▶ **Problem description**
Reproduce, word for word, the passage of the unicorn stock options text between "Large privately held" and "the startup’s stock.", inclusive.

┌─ Document extract

Unicorn Stock Options - Golden Goose or Trojan Horse?

Case Legal Studies Research Paper No. 2019

2019 Colum. Bus. L. Rev. 107 (2019)

86 Pages Posted: 20 Aug 2018 Last revised: 30 Apr 2021

See all articles by Anat Alon-Beck

Anat Alon-Beck

Case Western Reserve University School of Law

Date Written: 2019


Large privately held startups valued at $1 billion or more (“unicorns”) are dealing with employees’ conflicts of expectations due to the illiquidity of the shares of stock acquired upon exercise of their options.

Until about eight years ago, many talented workers chose to work for a startup company for a lower cash salary combined with a substantial stock option grant, and the dream of cashing out for a large sum of money after an initial public offering (“IPO”) of the startup’s stock.

└─
┌─ Data

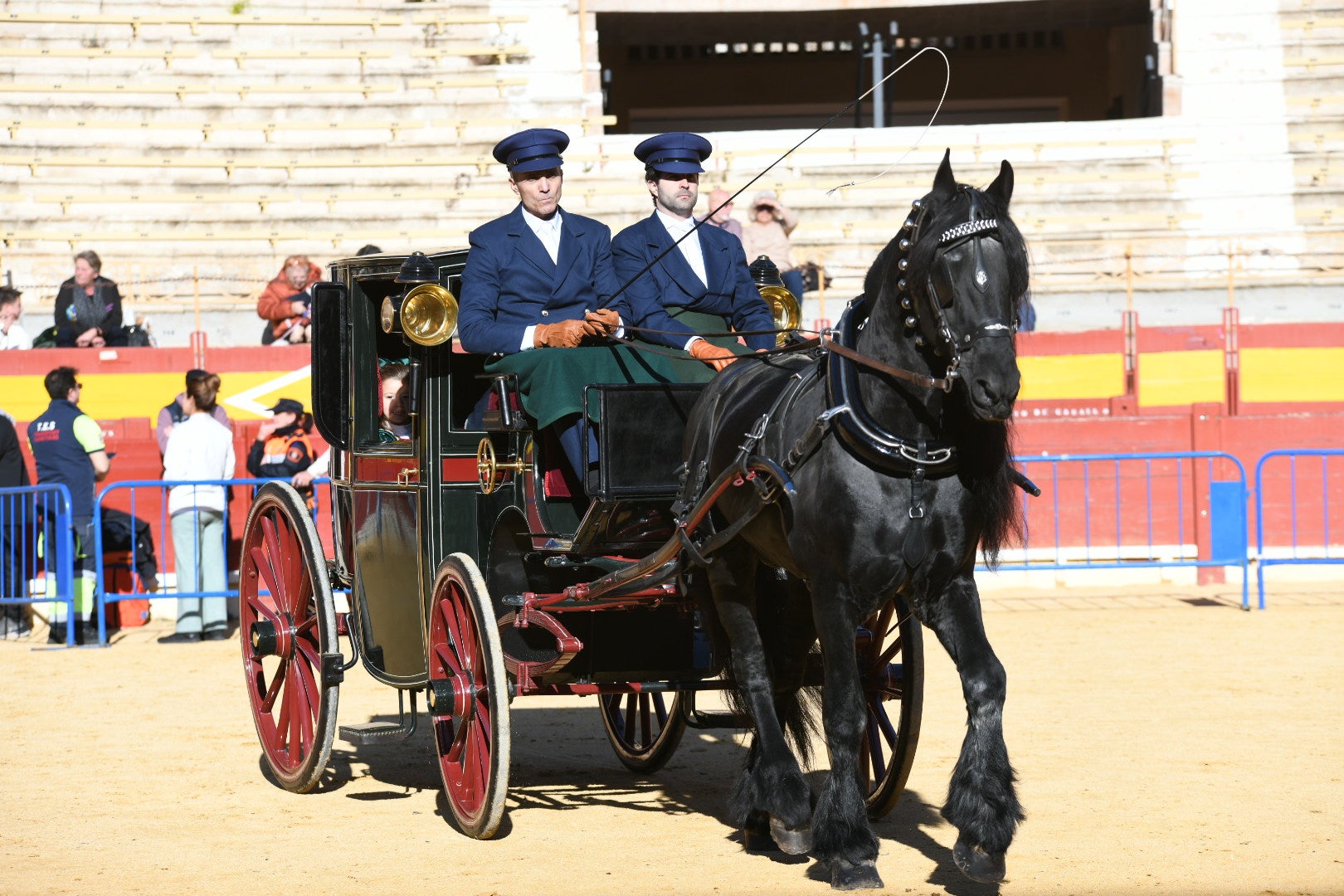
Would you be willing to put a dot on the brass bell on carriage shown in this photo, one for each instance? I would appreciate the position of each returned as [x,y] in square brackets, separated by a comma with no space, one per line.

└─

▶ **Solved exercise**
Large privately held startups valued at $1 billion or more (“unicorns”) are dealing with employees’ conflicts of expectations due to the illiquidity of the shares of stock acquired upon exercise of their options.

Until about eight years ago, many talented workers chose to work for a startup company for a lower cash salary combined with a substantial stock option grant, and the dream of cashing out for a large sum of money after an initial public offering (“IPO”) of the startup’s stock.